▶ PROBLEM TO WORK ON:
Return each line of the material below that contains the string "tree", copied unchanged.

▶ STORED DATA:
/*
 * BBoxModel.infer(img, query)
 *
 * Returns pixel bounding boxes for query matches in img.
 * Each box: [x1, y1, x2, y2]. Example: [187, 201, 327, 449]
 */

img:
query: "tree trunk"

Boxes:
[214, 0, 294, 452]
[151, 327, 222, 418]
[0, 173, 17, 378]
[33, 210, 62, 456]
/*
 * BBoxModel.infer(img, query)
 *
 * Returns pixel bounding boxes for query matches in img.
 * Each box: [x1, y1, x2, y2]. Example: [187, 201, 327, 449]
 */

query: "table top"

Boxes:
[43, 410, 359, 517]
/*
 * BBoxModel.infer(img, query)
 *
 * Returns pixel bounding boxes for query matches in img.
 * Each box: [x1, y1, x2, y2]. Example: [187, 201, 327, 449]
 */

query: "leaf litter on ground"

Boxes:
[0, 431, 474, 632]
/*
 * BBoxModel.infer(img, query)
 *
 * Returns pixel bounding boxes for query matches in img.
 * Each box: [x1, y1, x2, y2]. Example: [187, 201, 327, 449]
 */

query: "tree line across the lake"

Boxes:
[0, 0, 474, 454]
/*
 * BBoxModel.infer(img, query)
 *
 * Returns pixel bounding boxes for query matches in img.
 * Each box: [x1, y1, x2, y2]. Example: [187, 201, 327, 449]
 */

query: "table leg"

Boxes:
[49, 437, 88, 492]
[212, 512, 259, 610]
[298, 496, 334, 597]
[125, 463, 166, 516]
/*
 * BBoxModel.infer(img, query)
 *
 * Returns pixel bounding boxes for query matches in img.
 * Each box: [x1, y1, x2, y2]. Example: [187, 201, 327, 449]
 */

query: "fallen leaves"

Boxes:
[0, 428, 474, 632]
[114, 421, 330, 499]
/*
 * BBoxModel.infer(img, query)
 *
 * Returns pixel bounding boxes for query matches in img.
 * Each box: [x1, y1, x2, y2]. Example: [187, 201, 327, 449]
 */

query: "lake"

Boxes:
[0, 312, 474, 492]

▶ CORRECT ANSWER:
query: "tree trunk"
query: "tree line across the lake"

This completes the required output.